## start Source text

Languages of Europe


Most languages of Europe belong to the Indo-European language family.
Out of a total European population of 744 million as of 2018, some 94% are native speakers of an Indo-European language; within Indo-European, the three largest phyla are Romance, Germanic, and Slavic with more than 200 million speakers each, between them accounting for close to 90% of Europeans. Smaller phyla of Indo-European found in Europe include Hellenic, Baltic, Albanian, Indo-Aryan, and Celtic.
Of the approximately 45 million Europeans speaking non-Indo-European languages, most speak languages within either the Uralic or Turkic families. Still smaller groups account for less than 1% of the European population between them. Immigration has added sizeable communities of speakers of African and Asian languages, amounting to about 4% of the population, with Arabic being the most widely spoken of them.
Five languages have more than 50 million native speakers in Europe: French, Italian, German, English, and Russian. While Russian has the largest number of native speakers, English has the largest number of speakers in total, including some 200 million speakers of English as a second or foreign language.

Indo-European languages

The Indo-European language family is descended from Proto-Indo-European, which is believed to have been spoken thousands of years ago. Early speakers of Indo-European daughter languages most likely expanded into Europe with the incipient Bronze Age, around 4,000 years ago.

Romance

Roughly 215 million Europeans are native speakers of Romance languages, the largest groups including
French,
Italian,
Spanish,
Romanian,
Portuguese,
Catalan,
Sicilian,
Venetian language,
Galician,
Sardinian,
Occitan, besides numerous smaller communities.

## end Source text

> **Requests**
1. Decide whether each statement below agrees with the European languages text, answering yes or no and quoting the words that settle it. (a) Russian has the largest number of native speakers in Europe. (b) Celtic is one of the three largest Indo-European phyla in Europe. (c) Arabic is the most widely spoken of the African and Asian languages brought by immigration.
2. Copy the part of the European languages text that begins at "Of the approximately" and stops after "spoken of them.".
3. According to the European languages text, when did early speakers of Indo-European daughter languages most likely expand into Europe?

## start Data entries

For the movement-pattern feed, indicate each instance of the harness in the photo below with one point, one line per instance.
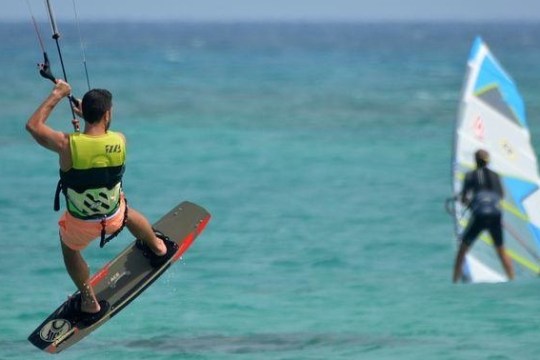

## end Data entries
## start Data entries

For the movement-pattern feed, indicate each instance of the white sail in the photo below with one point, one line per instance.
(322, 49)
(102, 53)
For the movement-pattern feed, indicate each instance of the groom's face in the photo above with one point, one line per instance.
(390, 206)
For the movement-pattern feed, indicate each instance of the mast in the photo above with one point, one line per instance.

## end Data entries
## start Data entries

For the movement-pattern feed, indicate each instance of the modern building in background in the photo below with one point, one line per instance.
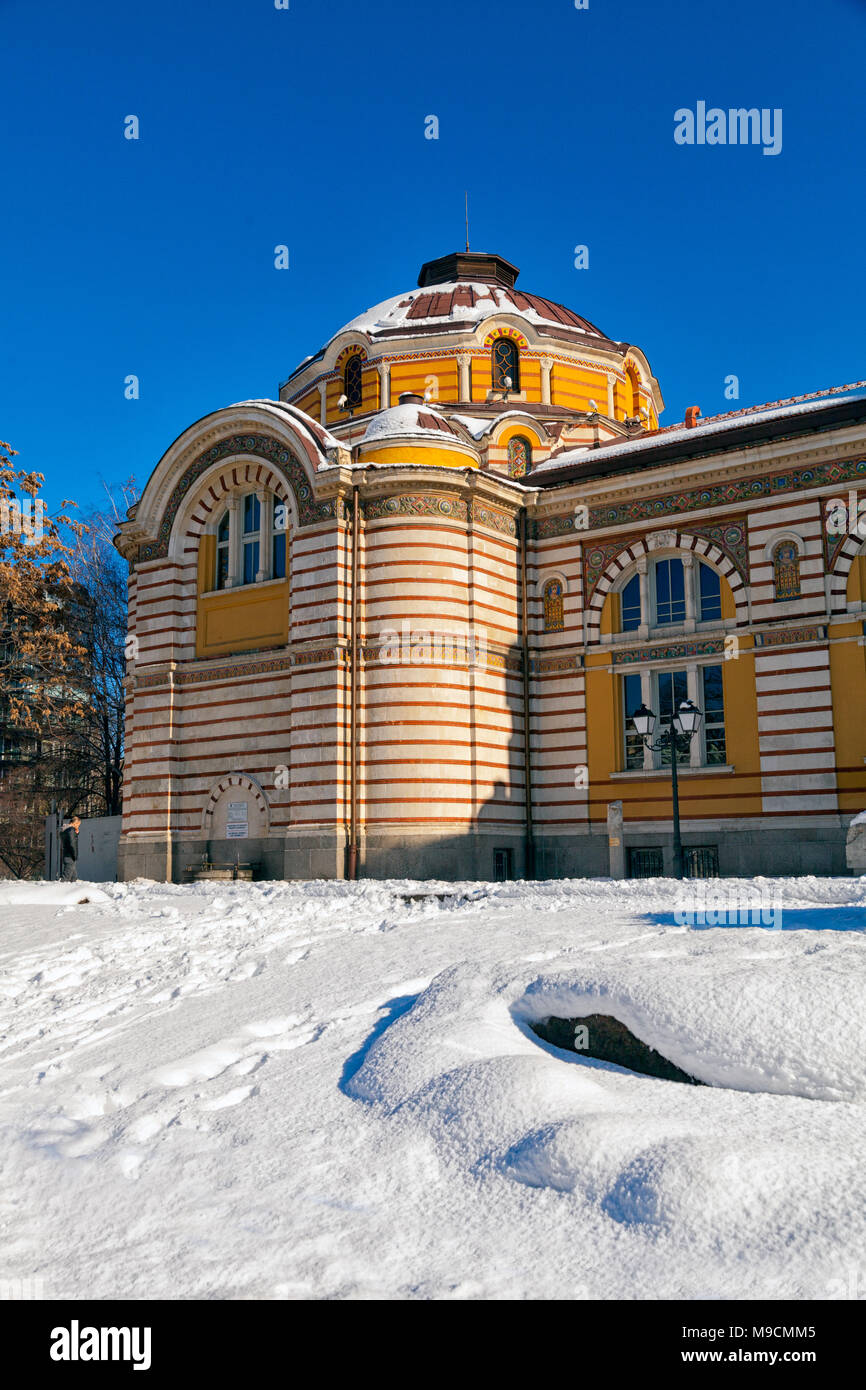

## end Data entries

> **Responses for each task**
1.
(a) Yes: "While Russian has the largest number of native speakers"
(b) No: "the three largest phyla are Romance, Germanic, and Slavic"
(c) Yes: "with Arabic being the most widely spoken of them"

2.
Of the approximately 45 million Europeans speaking non-Indo-European languages, most speak languages within either the Uralic or Turkic families. Still smaller groups account for less than 1% of the European population between them. Immigration has added sizeable communities of speakers of African and Asian languages, amounting to about 4% of the population, with Arabic being the most widely spoken of them.

3. With the incipient Bronze Age, around 4,000 years ago.